Tasks to carry out =
1. Answer these questions about the OpenKM forum post on text extraction, each from a different part of it.
(a) What do the forum rules ask members to do before asking something?
(b) Which version of Tesseract did the poster configure OpenKM to use for OCR?
(c) Which German dictionary file was used?
2. Reproduce, line for line, the stretch of the records from the line containing "Provide the mask of every instance of the truck windshield" through the end of the records.
## Start Passage to read
Open Source Document Management System | OpenKM - Text Extraction with Tesseract and OCR

Text Extraction with Tesseract and OCR

Forum rules: Please, before asking something see the documentation wiki or use the search feature of the forum. And remember we don't have a crystal ball or mental readers, so if you post about an issue tell us which OpenKM are you using and also the browser and operating system version. For more info read How to Report Bugs Effectively.

4 posts

4 posts

Text Extraction with Tesseract and OCR

#39413 by Catscratch
Thu May 07, 2015 10:02 am

Hi,

I got PDFs with scanned images. So I configured OpenKM to use Tesseract 3 for ocr. I also enabled system.pdf.force.ocr, because without this option, no text is extracted from scanned pdf files.

Using german dictionary: dict-de_de-frami_2013-12-06.oxt

After running the text extractor cron, text was extracted.
## End Passage to read
## Start Data entries
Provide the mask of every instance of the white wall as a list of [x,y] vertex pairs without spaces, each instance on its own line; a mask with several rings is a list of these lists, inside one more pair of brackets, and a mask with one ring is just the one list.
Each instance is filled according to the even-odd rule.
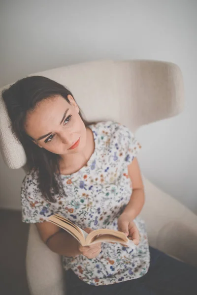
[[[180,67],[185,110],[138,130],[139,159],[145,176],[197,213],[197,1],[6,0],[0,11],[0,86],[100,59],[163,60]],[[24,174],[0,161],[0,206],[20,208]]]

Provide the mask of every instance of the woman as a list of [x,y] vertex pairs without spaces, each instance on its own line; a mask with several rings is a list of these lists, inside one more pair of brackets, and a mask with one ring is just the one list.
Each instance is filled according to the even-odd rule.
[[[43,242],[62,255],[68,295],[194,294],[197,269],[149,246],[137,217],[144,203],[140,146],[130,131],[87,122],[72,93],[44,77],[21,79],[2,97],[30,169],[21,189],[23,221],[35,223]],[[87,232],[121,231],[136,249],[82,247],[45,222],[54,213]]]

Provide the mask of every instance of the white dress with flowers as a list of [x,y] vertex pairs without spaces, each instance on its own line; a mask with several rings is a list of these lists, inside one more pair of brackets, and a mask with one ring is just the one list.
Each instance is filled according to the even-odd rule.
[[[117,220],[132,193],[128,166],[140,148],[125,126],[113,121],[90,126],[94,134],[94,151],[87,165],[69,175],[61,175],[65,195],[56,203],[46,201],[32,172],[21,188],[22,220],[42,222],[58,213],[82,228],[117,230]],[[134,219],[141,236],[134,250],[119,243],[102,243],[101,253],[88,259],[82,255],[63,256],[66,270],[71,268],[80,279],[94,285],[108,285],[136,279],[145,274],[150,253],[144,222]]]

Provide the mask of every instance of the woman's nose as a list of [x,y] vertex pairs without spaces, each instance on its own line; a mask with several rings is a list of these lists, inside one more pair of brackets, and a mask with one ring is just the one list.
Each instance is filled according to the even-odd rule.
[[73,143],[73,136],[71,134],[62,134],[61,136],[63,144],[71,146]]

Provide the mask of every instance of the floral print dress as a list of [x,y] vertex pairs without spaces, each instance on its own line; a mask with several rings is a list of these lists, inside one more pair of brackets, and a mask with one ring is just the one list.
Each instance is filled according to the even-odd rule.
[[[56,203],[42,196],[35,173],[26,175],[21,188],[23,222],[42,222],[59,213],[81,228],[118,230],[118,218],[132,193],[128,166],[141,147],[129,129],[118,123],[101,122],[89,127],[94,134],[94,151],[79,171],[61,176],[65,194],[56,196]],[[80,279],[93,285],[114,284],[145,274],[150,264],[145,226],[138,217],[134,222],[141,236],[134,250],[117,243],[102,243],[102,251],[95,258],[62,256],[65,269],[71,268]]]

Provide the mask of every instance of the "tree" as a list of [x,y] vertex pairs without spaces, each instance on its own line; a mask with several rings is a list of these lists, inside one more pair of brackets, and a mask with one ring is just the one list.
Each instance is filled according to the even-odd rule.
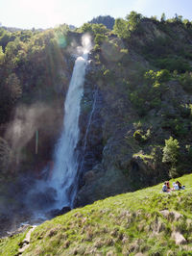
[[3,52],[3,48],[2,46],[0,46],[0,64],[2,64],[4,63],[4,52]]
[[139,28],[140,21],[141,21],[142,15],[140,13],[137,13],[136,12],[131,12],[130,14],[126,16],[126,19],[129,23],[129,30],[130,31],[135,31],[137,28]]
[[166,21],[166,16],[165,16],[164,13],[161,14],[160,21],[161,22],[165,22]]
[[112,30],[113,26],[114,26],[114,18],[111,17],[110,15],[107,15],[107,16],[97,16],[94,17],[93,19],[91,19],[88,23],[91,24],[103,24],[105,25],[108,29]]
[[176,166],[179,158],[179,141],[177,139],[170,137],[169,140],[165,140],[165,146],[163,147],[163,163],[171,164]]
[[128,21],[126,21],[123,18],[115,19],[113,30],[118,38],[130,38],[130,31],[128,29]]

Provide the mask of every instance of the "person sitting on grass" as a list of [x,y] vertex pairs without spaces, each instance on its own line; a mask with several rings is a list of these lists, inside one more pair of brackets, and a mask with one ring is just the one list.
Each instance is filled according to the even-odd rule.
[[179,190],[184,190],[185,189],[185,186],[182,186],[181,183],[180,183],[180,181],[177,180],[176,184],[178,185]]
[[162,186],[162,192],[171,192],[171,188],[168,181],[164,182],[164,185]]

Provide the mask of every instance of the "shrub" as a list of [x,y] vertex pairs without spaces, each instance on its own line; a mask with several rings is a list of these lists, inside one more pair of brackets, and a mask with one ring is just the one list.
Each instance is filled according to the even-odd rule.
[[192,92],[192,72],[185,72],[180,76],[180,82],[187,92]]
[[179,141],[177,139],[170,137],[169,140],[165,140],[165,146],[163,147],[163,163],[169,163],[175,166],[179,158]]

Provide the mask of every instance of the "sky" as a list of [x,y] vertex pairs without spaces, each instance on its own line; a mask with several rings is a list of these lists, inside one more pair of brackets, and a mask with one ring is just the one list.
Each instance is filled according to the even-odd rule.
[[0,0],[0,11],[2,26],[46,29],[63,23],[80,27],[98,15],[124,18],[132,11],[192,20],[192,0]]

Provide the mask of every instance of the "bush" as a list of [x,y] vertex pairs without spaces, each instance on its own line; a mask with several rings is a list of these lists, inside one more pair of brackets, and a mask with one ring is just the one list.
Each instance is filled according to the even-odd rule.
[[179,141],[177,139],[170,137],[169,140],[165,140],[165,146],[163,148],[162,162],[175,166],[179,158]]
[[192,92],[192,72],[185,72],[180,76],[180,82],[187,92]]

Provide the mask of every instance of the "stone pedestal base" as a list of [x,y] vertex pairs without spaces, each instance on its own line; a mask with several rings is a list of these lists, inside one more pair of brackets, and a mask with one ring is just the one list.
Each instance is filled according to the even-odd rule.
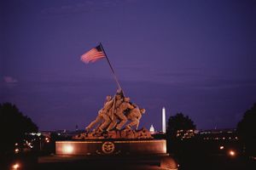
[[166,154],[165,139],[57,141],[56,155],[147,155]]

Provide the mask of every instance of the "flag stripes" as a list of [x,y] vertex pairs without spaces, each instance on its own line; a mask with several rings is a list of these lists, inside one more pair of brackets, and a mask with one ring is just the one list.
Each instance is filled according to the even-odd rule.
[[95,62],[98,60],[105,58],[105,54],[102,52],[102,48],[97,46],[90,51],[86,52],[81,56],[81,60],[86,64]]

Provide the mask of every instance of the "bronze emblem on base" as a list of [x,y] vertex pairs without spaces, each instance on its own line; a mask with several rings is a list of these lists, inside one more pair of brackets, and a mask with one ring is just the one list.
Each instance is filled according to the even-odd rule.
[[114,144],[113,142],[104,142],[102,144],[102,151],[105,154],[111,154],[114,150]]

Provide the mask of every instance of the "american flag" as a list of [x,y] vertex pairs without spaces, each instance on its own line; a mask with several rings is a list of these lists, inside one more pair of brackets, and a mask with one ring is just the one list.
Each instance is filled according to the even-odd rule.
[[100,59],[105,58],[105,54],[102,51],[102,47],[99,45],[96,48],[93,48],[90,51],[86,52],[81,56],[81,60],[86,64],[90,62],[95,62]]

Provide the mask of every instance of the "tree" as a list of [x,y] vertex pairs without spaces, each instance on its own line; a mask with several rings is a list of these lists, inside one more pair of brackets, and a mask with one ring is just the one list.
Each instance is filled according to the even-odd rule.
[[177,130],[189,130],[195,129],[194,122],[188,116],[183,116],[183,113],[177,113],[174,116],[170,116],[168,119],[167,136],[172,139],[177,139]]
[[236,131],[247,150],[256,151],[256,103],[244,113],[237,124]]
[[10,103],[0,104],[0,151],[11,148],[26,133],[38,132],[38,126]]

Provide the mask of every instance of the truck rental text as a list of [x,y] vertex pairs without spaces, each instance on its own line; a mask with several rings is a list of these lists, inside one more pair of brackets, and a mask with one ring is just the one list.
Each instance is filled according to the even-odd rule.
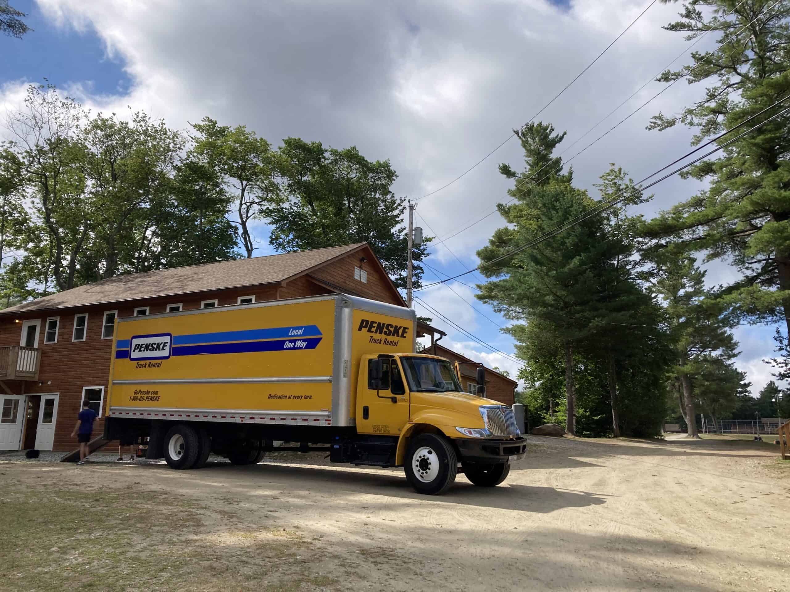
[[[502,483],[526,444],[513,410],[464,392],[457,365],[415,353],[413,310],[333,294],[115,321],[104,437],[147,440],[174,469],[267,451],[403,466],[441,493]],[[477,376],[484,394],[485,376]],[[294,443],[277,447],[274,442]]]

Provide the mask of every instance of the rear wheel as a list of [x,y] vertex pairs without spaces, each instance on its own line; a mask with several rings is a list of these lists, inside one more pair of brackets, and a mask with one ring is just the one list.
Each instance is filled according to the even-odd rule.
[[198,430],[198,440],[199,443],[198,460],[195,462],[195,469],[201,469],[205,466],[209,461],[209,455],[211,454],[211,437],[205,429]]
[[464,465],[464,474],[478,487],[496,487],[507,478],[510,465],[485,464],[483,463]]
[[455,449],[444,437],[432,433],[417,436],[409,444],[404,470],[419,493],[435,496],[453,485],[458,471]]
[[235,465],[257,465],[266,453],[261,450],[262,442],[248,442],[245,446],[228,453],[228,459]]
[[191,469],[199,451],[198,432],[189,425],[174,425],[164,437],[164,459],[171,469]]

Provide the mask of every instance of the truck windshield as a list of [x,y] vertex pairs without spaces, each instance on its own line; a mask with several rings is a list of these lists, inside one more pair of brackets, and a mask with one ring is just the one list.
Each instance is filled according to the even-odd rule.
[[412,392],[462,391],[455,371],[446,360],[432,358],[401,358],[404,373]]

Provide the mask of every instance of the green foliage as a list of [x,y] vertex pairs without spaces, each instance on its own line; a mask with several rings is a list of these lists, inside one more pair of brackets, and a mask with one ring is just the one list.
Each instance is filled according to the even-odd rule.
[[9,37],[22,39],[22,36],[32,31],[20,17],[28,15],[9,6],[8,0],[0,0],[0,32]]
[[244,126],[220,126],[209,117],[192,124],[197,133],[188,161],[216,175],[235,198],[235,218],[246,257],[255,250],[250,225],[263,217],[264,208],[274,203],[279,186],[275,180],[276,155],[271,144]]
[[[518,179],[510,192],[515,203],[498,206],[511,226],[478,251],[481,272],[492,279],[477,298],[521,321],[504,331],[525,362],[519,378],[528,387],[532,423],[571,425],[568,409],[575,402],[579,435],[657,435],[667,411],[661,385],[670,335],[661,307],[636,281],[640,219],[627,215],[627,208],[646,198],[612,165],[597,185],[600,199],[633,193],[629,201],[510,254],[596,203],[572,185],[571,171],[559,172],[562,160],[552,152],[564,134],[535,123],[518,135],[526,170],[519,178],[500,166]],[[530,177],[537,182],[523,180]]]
## End Data entries
Solved tasks =
1.
(a) See the documentation wiki or use the forum's search feature.
(b) Tesseract 3.
(c) dict-de_de-frami_2013-12-06.oxt.

2.
Provide the mask of every instance of the truck windshield as a list of [x,y] vertex pairs without spaces, each instance on its own line; a mask with several rings is a list of these lists, inside one more pair of brackets, and a mask with one ring is just the one list.
Each instance is filled according to the even-odd rule.
[[412,392],[462,391],[455,371],[446,360],[432,358],[401,358],[404,373]]

Provide the mask of every instance of the green foliage as a list of [x,y] vertex pairs without spaces, each instance on its own line; a mask with several rings is a list of these lists, inside one more pair of brackets, and a mask with one ring is just the one list.
Each instance is filled according to the even-odd rule.
[[9,37],[22,39],[22,36],[32,31],[20,17],[28,15],[9,6],[8,0],[0,0],[0,32]]
[[244,126],[220,126],[209,117],[192,124],[197,133],[188,161],[216,175],[235,198],[235,218],[246,257],[255,250],[250,225],[263,217],[264,208],[274,203],[279,186],[275,180],[276,155],[271,144]]
[[[518,179],[510,192],[515,203],[498,206],[511,226],[478,251],[481,272],[492,279],[477,298],[521,321],[504,331],[525,362],[519,378],[528,387],[532,423],[571,425],[568,409],[575,402],[579,435],[657,435],[667,411],[661,385],[670,335],[661,307],[636,281],[640,219],[627,215],[627,208],[646,198],[612,165],[597,185],[600,199],[633,193],[629,201],[510,254],[596,203],[572,185],[571,171],[559,172],[562,160],[552,152],[564,134],[535,123],[518,135],[526,170],[519,178],[500,166]],[[530,177],[537,182],[523,180]]]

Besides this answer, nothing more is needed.